EXERCISE OBJECTIVE
Reproduce every line of the records below verbatim, with no changes.

-------- RECORD SET --------

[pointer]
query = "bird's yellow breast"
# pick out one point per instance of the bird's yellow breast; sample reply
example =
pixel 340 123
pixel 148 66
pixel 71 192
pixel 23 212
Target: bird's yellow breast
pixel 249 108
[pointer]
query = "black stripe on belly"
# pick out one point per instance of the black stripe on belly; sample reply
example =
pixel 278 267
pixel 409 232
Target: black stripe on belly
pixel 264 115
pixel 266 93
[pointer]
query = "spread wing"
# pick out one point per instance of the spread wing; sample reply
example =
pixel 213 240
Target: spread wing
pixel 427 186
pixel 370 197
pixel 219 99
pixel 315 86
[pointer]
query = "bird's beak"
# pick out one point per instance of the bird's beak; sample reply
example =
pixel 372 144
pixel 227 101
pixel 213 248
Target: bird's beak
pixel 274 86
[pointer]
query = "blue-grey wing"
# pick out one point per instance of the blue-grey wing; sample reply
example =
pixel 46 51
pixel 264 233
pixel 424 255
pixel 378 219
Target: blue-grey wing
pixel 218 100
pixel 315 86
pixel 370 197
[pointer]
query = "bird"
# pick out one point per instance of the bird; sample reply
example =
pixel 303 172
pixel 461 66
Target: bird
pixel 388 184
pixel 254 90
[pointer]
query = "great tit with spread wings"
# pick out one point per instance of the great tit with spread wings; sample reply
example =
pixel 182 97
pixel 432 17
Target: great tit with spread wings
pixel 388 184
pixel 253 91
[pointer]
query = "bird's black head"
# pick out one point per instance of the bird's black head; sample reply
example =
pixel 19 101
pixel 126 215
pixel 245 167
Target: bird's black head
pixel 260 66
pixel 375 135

--------

EXERCISE RESULT
[pointer]
query = "bird's yellow breast"
# pick out one point per instance of the bird's yellow breast; sample reply
example =
pixel 340 123
pixel 148 66
pixel 71 192
pixel 23 212
Target: bird's yellow breast
pixel 249 108
[pointer]
query = "black stripe on belly"
# pick out one point per instance of the black stripe on belly; sample reply
example =
pixel 278 267
pixel 409 232
Target: black stripe on belly
pixel 264 115
pixel 266 93
[pointer]
query = "spread wing"
# pick out one point per instance of the spread wing; sample reply
example =
pixel 213 240
Target: spread wing
pixel 427 186
pixel 370 197
pixel 219 99
pixel 315 86
[pointer]
query = "bird's beak"
# pick out one point per instance of the bird's beak; sample reply
example =
pixel 372 144
pixel 227 101
pixel 213 248
Target: bird's beak
pixel 274 86
[pointer]
query = "blue-grey wing"
# pick out one point per instance of the blue-grey wing; sample reply
example =
pixel 46 51
pixel 264 233
pixel 424 255
pixel 378 219
Target: blue-grey wing
pixel 218 100
pixel 315 86
pixel 370 197
[pointer]
query = "bird"
# pick out one point per instance of the bird; sample reply
example =
pixel 303 172
pixel 461 66
Target: bird
pixel 388 184
pixel 254 90
[pointer]
query = "great tit with spread wings"
# pick out one point per instance of the great tit with spread wings; sample reply
example =
pixel 182 97
pixel 432 17
Target: great tit with spread wings
pixel 388 184
pixel 253 91
[pointer]
query = "bird's black head"
# pick out one point per instance of the bird's black head; sample reply
example =
pixel 19 101
pixel 126 215
pixel 245 167
Target: bird's black head
pixel 260 66
pixel 375 135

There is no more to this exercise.